(About this exercise) Which of the lines below include the word "beach"? Pull each one out.

(Saved entries)
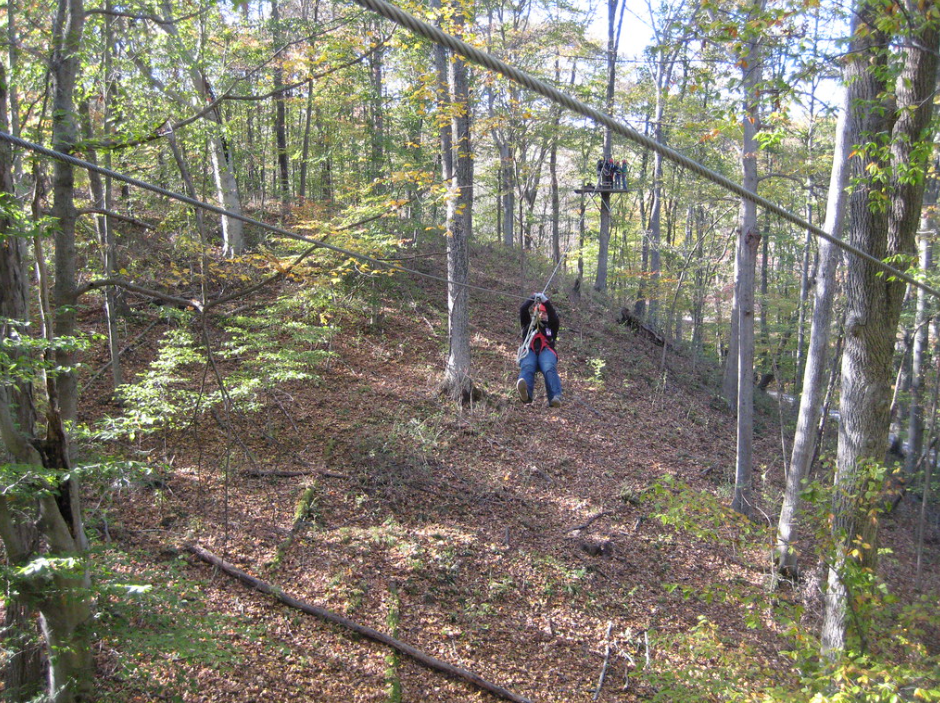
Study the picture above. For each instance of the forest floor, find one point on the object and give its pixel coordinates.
(534, 547)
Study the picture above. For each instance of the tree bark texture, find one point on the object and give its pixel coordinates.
(745, 269)
(804, 439)
(883, 224)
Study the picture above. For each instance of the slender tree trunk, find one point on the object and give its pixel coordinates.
(454, 101)
(745, 267)
(280, 115)
(920, 349)
(816, 361)
(305, 151)
(220, 154)
(23, 673)
(603, 236)
(873, 303)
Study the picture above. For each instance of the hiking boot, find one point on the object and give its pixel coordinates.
(523, 391)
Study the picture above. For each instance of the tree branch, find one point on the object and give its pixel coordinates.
(416, 654)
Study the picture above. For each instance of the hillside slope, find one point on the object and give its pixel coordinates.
(522, 543)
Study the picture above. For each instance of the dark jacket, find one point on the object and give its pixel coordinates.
(547, 331)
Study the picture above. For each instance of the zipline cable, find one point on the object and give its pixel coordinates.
(68, 158)
(490, 62)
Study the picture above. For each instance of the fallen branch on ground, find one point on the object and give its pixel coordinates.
(589, 522)
(416, 654)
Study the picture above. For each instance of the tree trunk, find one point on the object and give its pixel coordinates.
(873, 302)
(280, 115)
(745, 268)
(23, 673)
(454, 100)
(233, 238)
(920, 349)
(603, 235)
(813, 375)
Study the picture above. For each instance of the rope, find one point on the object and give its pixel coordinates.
(237, 216)
(491, 63)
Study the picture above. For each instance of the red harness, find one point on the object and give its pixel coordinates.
(543, 343)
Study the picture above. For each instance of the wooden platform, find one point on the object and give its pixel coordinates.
(600, 189)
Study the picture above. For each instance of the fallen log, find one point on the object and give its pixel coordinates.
(421, 657)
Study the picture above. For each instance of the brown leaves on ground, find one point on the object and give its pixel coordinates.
(468, 515)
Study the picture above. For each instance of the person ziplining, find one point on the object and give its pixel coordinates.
(539, 322)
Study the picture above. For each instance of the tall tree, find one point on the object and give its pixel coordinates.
(883, 224)
(804, 440)
(457, 160)
(922, 317)
(603, 236)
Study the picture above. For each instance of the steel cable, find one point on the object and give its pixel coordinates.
(490, 62)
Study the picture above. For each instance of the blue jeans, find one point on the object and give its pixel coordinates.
(545, 361)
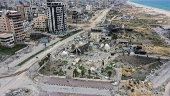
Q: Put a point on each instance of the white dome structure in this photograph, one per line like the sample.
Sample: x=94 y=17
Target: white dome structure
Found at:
x=107 y=47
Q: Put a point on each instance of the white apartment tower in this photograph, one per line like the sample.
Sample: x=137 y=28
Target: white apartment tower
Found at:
x=57 y=18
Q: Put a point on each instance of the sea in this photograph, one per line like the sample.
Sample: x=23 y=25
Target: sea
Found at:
x=160 y=4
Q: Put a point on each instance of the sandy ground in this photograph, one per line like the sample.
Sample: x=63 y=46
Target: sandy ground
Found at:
x=151 y=9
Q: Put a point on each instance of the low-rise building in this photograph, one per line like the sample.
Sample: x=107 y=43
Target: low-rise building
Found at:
x=6 y=39
x=41 y=23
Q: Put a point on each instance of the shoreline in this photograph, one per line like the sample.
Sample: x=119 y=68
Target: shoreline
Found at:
x=150 y=9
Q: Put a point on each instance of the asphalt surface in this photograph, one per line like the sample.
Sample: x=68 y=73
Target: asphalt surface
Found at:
x=13 y=81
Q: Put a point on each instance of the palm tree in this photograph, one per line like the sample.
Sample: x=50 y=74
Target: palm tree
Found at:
x=82 y=73
x=109 y=74
x=89 y=71
x=75 y=73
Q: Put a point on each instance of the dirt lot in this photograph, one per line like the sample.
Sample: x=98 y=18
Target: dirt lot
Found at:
x=143 y=66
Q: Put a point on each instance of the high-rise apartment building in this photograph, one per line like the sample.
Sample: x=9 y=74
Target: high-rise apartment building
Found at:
x=57 y=17
x=6 y=39
x=11 y=21
x=41 y=23
x=25 y=12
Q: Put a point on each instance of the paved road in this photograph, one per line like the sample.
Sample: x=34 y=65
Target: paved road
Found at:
x=17 y=79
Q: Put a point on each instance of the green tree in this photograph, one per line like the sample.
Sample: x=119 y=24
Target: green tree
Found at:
x=109 y=74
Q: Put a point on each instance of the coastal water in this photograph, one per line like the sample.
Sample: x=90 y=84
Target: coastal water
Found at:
x=160 y=4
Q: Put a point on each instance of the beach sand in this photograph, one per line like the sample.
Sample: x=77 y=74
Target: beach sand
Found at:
x=151 y=9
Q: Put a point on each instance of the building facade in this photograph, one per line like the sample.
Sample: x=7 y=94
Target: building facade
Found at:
x=6 y=39
x=41 y=23
x=12 y=22
x=57 y=17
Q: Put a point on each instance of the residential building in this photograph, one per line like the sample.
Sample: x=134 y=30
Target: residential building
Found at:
x=6 y=39
x=77 y=17
x=41 y=23
x=11 y=22
x=57 y=17
x=25 y=12
x=96 y=34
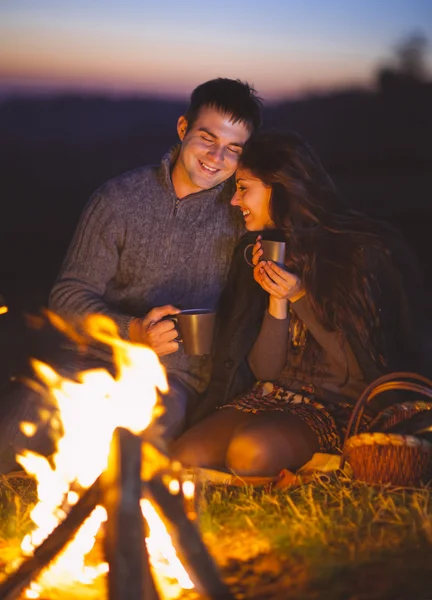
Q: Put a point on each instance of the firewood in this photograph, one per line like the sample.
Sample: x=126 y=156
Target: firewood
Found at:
x=187 y=541
x=11 y=587
x=125 y=548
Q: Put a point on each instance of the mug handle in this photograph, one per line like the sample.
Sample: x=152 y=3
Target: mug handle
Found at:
x=174 y=319
x=244 y=254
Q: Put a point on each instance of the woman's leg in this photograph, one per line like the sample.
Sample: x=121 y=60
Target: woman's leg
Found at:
x=269 y=442
x=205 y=444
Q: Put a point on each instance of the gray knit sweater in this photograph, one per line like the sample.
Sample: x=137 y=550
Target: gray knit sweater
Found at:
x=137 y=247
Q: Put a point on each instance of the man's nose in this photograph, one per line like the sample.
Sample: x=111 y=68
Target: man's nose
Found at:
x=217 y=153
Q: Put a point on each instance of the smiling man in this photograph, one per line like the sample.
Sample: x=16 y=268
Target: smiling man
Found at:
x=160 y=239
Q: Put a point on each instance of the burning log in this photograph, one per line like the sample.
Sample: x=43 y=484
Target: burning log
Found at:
x=200 y=565
x=54 y=543
x=129 y=571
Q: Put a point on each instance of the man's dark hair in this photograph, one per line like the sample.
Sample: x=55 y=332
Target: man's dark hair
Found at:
x=229 y=96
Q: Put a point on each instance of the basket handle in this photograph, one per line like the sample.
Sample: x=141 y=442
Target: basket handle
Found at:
x=412 y=382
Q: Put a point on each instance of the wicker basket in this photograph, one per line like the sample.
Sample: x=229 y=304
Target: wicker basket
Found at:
x=402 y=460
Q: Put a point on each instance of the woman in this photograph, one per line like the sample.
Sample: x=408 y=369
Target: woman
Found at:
x=341 y=312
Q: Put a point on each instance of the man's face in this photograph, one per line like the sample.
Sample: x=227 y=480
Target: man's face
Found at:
x=209 y=152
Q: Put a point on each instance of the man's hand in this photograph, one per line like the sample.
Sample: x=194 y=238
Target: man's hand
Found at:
x=158 y=334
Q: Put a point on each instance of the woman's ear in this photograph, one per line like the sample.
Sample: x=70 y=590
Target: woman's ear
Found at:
x=182 y=125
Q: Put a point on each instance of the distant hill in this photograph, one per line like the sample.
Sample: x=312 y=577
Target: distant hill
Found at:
x=55 y=151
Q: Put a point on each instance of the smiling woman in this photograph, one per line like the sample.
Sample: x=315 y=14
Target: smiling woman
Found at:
x=345 y=307
x=253 y=199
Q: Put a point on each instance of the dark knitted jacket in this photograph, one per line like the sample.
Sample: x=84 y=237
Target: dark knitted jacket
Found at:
x=244 y=302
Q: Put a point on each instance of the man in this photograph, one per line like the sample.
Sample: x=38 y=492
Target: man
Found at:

(Exercise solution)
Q: Put a point on each instance of the beach sand in this photograph, one per line like the sample.
Target: beach sand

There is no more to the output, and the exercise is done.